EXERCISE OBJECTIVE:
Duplicate every line of the data below, unchanged.

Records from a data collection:
□ □ □ □

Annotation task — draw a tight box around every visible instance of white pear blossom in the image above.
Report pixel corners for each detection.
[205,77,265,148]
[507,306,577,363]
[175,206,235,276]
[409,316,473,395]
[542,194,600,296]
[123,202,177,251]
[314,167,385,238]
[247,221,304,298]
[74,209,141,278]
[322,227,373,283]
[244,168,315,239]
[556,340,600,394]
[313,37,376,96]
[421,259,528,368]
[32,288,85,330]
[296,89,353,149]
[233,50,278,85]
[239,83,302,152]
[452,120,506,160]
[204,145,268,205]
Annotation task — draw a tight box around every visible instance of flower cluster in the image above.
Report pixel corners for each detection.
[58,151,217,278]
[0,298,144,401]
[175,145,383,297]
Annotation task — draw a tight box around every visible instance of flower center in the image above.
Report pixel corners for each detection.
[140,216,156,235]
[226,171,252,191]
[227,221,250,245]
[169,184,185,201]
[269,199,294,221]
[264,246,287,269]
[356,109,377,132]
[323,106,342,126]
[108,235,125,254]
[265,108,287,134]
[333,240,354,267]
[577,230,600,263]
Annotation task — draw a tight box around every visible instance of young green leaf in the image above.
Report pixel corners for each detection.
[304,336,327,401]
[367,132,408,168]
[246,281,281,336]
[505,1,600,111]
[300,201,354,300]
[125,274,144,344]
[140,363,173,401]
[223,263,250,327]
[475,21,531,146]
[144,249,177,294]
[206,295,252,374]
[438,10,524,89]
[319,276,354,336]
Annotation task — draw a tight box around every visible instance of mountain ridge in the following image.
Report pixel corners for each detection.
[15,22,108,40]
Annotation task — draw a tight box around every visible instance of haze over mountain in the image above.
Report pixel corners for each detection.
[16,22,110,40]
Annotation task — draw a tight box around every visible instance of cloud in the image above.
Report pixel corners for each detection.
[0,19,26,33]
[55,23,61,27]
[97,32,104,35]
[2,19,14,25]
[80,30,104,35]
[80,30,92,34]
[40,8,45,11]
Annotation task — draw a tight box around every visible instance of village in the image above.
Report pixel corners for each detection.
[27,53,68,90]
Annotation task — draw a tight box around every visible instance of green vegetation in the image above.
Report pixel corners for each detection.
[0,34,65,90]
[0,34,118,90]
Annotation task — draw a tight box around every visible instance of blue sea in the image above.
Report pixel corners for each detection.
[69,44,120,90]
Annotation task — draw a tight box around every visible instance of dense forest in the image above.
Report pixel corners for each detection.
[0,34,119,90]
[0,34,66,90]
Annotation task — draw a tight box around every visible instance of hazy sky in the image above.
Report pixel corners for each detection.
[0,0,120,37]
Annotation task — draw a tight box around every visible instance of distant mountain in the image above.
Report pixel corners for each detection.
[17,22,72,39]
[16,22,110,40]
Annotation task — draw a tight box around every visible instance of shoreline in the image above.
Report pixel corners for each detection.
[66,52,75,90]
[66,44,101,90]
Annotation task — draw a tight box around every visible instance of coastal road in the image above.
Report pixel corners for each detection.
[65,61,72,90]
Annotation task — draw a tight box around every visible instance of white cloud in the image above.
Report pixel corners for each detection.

□ □ □ □

REPLY:
Annotation task — draw a tight box around every visible instance of white pear blossom in the image above.
Report pixel corners for each detection.
[205,77,265,148]
[507,306,577,363]
[175,206,235,276]
[409,316,473,395]
[542,194,600,296]
[123,202,177,251]
[314,167,385,238]
[247,221,304,298]
[74,209,141,278]
[322,227,373,283]
[244,168,315,239]
[556,340,600,394]
[313,37,376,96]
[421,259,528,368]
[32,288,85,330]
[296,89,353,149]
[233,50,278,85]
[239,83,302,152]
[452,120,506,160]
[204,145,268,205]
Annotation task — draw a tight box around every visible instance of flower cluster in the image above.
Report pixel corners for each detection.
[58,151,217,278]
[0,298,144,401]
[175,145,383,297]
Annotation task — draw a tight box around every visible instance of flower center in the image above.
Report pixel corners for each detection.
[140,216,156,235]
[226,171,252,191]
[227,221,250,245]
[169,184,185,201]
[269,199,294,221]
[264,246,287,269]
[356,109,377,132]
[323,106,342,126]
[108,235,125,254]
[265,108,287,134]
[333,240,354,267]
[577,230,600,263]
Annotation task — draw a tight box around every visible instance of young green leaf in the image above.
Report pixel corners for each detection.
[304,336,327,401]
[367,132,408,168]
[246,281,281,336]
[505,1,600,111]
[300,201,354,300]
[125,274,144,344]
[140,363,173,401]
[223,263,250,327]
[475,21,531,146]
[144,249,177,294]
[206,295,252,374]
[438,10,524,89]
[319,276,354,336]
Annotation task — draw a tight box around every visible instance of mountain ridge in the following image.
Report pixel corners for each detection.
[15,22,108,40]
Annotation task — draw a tight box around every visible instance of haze over mountain in the image above.
Report pixel corners for each detection.
[16,22,110,40]
Annotation task — draw a tight box around every visible instance of cloud in the image above.
Report pixel corners for each detection.
[0,19,26,33]
[55,23,61,27]
[97,32,104,35]
[2,19,14,25]
[80,30,104,35]
[80,30,92,34]
[40,8,45,11]
Annotation task — draw a tight box around every visible instance of village in the image above.
Report pixel corners for each detection.
[27,53,68,90]
Annotation task — draw a tight box around every visible instance of green vegetation in the image above.
Report pixel corners for each detection.
[0,34,65,90]
[0,34,118,90]
Annotation task — draw a tight box around every visible instance of blue sea in the image above.
Report pixel corners for each detection.
[69,44,120,90]
Annotation task — draw a tight box around every visible instance of dense forest in the image above.
Report pixel corners for each detection.
[0,34,119,90]
[0,34,66,90]
Annotation task — draw a tight box around every visible instance of hazy sky in the image above.
Report pixel corners for each detection.
[0,0,120,37]
Annotation task — draw a tight box around every visible instance of distant mountain in the image above.
Report pixel corners for each detection.
[17,22,72,39]
[16,22,110,40]
Annotation task — draw a tight box around every visible instance of shoreline in the image above.
Report pixel corners for each detection.
[66,52,75,90]
[66,44,101,90]
Annotation task — draw a tight box around every visible instance of coastal road in the image above.
Report pixel corners for each detection.
[65,61,72,90]
Annotation task — draw a tight box around every visible instance of white cloud in the image above.
Report pixel corners for each detection.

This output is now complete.